_Extrait fourni_
En ayant cette approche charnelle, la mise en scène est assez douce ce qui tranche avec les instants « gore » qui surviennent quand la faim de nos dévoreurs se fait sentir. Ainsi les caresses et baisers du jeune couple laissent naître le doute, vont-ils finir par s’entre-dévorer ? Cette sensualité de l’horreur est assez proche de celle qu’avait adopté Antonia Bird dans Vorace, si ce n’est que Bones and All est un peu plus bavard, mais ce qui est dit en raconte beaucoup sur la marginalité des dévoreurs et la vie de solitude à laquelle ils sont condamnés.

_Une série de données_
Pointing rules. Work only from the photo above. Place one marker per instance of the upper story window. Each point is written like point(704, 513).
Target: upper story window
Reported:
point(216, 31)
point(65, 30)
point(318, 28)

_Consignes et exigences_
Écrivez la suite de l'extrait consacré au film Bones and All, en reprenant juste après sa dernière phrase. Les données ne sont d'aucune utilité ici.

_Réponse attendue_
Le réalisateur nous dépeint aussi une Amérique rurale et pauvre. En suivant ces personnages de marginaux, il s’attache à une frange de la société qu’on voit rarement au cinéma classique mais à qui le cinéma d’horreur n’a cessé de rendre hommage, à savoir les pauvres, les vagabonds et ici, les sans-abris. Tueurs en série (Henry, portrait d’un serial killer), ex soldat (Rambo, le tout premier film de la saga) ou cannibales (Massacre à la tronçonneuse), ces laissés-pour-compte se voient offrir une ultime revanche dans le sang et les larmes comme Thelma et Louise en avait offert une à deux femmes que le patriarcat écrasait.

Bones and All est actuellement au cinéma.